**What this task involves**
Find every line in the records that contains the string "wing" and copy each of those lines, treating uppercase and lowercase letters as different.

**Data extract**

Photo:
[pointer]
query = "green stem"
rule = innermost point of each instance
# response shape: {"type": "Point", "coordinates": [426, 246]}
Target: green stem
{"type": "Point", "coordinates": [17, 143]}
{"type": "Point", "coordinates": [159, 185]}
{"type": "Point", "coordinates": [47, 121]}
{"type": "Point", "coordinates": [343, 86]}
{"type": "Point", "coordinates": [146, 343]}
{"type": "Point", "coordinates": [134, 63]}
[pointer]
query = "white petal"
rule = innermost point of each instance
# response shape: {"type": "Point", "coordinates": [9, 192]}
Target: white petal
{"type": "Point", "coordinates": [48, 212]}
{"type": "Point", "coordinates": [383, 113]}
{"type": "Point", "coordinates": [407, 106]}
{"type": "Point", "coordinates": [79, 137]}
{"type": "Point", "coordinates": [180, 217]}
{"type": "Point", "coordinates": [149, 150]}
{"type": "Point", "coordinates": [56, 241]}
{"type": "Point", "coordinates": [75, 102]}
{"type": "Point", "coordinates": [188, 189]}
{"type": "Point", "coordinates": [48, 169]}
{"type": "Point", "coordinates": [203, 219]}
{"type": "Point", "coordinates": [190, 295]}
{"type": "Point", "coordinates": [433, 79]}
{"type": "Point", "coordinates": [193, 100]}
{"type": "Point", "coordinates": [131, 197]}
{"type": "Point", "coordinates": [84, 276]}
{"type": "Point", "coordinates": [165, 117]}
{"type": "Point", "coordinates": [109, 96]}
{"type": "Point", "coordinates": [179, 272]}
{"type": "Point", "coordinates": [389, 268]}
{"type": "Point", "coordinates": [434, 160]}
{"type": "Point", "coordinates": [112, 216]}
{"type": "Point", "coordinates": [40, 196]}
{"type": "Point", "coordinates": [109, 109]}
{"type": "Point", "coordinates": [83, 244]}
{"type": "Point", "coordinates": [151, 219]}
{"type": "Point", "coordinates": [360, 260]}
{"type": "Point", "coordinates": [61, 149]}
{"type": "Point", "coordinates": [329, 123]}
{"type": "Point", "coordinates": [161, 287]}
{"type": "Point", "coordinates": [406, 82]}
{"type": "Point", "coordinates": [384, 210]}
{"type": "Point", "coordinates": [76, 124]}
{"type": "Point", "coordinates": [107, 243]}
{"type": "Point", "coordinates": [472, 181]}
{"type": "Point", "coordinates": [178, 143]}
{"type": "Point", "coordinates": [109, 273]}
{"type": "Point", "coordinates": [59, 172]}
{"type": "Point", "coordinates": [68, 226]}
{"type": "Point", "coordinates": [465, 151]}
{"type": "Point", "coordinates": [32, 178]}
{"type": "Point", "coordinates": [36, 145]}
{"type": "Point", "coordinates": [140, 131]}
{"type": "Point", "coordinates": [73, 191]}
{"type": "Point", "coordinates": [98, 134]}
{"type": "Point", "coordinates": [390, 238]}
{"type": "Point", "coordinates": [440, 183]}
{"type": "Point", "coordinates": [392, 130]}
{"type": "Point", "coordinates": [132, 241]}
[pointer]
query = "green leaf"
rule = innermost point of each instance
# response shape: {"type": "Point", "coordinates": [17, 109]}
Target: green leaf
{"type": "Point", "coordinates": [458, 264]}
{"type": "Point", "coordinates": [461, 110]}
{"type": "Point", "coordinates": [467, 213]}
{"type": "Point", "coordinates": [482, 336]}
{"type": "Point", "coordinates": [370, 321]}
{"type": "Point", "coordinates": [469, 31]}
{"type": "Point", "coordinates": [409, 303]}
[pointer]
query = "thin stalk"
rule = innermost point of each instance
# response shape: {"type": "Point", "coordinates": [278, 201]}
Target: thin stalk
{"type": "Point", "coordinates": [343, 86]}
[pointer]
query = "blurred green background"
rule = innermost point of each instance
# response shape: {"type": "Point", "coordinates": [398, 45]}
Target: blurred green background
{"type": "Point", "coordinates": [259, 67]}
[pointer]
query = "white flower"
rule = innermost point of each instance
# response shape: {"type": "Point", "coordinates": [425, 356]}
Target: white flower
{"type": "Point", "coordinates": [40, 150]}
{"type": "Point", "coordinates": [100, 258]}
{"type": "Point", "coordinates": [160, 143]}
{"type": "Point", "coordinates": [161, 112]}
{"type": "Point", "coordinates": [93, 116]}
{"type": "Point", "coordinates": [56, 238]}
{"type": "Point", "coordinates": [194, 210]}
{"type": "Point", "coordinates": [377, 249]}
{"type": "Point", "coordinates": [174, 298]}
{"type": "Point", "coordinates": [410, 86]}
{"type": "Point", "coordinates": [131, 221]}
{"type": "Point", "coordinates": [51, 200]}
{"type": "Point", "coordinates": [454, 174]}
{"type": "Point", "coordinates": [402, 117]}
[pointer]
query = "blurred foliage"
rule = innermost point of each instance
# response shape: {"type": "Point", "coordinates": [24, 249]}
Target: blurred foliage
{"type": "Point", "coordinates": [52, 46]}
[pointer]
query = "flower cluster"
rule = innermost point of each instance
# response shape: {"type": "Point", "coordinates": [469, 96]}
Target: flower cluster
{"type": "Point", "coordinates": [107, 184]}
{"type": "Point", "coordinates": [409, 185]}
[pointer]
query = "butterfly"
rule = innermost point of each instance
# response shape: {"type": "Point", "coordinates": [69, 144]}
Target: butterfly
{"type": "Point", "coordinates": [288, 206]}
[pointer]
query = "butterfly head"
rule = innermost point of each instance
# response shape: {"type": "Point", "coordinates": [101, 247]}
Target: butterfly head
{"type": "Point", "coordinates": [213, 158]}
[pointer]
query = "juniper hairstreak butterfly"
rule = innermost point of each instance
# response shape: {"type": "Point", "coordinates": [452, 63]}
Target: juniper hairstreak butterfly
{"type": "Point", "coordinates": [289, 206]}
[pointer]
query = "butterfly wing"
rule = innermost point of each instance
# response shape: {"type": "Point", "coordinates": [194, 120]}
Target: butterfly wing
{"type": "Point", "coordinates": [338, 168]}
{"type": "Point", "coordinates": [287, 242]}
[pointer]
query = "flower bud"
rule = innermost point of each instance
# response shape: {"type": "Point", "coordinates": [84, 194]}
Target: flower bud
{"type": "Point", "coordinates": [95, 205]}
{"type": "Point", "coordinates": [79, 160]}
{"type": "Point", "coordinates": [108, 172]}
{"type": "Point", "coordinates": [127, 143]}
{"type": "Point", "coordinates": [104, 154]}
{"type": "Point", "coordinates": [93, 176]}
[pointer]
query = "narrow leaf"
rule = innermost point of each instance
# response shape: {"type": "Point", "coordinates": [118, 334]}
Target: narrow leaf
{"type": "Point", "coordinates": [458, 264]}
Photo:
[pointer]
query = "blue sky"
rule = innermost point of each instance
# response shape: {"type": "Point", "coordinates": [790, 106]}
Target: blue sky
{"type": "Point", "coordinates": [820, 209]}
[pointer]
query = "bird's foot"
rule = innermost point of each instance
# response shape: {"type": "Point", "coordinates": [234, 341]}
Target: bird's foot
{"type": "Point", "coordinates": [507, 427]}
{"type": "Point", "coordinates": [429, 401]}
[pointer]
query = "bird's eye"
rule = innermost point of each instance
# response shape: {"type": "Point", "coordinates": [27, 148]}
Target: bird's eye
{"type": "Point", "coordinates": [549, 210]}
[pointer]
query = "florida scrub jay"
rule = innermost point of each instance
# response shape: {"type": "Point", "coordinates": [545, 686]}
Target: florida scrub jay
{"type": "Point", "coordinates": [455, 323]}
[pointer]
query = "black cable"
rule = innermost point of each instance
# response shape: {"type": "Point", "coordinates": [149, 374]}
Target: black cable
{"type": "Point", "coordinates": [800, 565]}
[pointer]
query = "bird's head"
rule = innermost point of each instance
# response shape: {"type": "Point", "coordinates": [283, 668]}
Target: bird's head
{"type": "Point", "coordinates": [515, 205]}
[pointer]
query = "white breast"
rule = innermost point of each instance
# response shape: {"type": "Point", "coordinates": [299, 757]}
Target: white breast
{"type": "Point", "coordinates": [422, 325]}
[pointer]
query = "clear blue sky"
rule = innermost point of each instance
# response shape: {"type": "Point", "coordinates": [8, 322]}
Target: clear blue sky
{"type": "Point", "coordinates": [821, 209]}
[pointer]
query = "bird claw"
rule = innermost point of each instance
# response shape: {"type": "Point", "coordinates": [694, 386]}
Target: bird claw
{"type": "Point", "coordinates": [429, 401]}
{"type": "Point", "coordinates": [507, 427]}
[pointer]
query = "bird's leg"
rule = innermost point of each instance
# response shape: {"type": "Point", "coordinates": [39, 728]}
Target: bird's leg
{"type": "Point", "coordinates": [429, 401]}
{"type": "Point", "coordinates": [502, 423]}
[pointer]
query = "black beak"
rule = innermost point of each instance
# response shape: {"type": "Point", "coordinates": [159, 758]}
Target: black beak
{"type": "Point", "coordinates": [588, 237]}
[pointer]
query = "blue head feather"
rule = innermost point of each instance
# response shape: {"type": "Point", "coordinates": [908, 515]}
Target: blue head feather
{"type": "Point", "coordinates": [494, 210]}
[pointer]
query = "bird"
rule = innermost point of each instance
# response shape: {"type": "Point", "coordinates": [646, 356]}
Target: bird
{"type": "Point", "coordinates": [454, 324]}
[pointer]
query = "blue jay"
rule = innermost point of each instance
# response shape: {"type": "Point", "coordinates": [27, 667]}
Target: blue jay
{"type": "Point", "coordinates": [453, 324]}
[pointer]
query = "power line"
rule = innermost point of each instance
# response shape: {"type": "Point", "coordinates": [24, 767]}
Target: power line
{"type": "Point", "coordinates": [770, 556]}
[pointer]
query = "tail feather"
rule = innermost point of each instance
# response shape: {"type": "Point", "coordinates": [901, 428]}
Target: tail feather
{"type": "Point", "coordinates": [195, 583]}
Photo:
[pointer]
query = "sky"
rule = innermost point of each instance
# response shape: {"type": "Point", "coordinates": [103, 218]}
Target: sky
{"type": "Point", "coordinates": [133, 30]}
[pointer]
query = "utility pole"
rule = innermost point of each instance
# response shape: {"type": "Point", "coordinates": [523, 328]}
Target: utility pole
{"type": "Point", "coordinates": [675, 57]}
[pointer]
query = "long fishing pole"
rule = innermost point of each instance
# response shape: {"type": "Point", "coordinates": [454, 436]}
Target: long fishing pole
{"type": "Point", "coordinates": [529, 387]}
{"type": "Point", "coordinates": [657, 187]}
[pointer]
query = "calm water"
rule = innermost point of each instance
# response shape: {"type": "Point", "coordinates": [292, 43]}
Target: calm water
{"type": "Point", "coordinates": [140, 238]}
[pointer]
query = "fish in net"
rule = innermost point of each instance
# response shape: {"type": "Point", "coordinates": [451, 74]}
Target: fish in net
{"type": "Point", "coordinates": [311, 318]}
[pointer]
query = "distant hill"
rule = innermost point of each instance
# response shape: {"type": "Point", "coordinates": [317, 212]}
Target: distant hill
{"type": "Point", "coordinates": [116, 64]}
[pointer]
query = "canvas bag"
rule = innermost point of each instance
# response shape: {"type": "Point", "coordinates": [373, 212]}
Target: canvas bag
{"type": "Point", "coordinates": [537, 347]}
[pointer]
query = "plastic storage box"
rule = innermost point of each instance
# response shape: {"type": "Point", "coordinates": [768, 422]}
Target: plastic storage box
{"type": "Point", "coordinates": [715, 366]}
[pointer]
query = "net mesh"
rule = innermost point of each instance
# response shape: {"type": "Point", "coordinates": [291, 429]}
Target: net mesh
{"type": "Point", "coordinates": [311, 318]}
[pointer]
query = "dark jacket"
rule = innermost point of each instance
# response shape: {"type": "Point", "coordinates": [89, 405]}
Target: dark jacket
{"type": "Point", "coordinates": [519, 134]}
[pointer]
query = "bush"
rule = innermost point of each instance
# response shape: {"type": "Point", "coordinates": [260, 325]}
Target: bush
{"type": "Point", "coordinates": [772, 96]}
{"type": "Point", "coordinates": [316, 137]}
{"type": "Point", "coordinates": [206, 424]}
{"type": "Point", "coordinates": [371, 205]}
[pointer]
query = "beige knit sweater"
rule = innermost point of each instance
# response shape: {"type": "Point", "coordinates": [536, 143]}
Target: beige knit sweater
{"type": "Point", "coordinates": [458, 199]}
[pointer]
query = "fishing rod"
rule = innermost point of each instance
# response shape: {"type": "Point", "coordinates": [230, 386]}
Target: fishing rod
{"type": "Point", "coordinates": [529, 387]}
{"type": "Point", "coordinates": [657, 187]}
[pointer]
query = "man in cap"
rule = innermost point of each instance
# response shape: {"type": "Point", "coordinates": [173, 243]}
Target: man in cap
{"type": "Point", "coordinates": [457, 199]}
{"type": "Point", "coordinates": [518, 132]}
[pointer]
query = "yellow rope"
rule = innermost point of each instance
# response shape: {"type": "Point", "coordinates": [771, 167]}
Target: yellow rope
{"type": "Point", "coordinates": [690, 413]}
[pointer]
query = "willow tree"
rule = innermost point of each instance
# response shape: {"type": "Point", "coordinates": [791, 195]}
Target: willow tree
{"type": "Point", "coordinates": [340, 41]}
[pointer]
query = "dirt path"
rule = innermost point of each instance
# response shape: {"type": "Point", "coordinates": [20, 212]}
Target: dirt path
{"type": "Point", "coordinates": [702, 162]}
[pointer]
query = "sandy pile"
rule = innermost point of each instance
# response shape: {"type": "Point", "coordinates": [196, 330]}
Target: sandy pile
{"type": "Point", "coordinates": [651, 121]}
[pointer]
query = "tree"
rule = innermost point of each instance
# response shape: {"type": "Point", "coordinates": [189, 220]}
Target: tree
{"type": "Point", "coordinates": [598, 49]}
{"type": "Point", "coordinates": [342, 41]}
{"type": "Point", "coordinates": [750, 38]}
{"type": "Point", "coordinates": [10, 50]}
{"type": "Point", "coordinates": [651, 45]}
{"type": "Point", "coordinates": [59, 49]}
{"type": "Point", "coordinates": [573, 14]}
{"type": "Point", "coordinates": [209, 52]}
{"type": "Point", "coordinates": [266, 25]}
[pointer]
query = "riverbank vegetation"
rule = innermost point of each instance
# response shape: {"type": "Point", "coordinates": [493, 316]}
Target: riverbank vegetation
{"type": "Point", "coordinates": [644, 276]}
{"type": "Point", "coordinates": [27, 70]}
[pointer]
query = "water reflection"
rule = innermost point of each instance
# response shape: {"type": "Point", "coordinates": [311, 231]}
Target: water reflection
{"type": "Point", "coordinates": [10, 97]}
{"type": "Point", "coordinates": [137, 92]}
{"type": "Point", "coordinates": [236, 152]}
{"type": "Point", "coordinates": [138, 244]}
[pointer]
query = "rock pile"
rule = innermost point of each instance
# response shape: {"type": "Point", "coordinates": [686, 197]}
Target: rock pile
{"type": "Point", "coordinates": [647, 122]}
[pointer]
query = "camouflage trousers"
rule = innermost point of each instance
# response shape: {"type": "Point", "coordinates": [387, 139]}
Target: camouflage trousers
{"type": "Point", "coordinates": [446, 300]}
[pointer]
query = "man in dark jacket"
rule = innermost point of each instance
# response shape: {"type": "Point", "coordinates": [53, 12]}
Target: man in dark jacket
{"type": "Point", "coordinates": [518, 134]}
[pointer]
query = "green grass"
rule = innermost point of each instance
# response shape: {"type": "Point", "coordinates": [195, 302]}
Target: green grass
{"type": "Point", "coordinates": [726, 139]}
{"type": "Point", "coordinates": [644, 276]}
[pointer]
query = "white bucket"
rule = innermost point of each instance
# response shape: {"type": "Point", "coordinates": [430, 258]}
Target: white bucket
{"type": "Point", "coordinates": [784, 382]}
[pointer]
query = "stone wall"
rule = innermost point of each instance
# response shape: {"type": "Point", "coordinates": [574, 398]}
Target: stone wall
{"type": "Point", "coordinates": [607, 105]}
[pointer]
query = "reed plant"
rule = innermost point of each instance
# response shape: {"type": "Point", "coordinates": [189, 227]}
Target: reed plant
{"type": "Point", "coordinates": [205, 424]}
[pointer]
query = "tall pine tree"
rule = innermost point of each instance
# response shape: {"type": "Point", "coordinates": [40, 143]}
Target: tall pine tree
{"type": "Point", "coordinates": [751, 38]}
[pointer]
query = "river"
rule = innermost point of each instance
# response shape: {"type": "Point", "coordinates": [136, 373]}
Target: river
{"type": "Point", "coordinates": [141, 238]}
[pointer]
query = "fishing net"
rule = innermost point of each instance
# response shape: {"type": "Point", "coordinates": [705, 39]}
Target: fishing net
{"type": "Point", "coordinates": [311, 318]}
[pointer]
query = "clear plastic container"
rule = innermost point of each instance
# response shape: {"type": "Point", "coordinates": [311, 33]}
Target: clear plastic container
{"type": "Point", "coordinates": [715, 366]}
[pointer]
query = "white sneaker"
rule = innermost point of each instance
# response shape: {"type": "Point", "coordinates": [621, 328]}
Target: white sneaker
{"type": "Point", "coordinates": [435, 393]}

**Response below**
query = "butterfly wing"
Target: butterfly wing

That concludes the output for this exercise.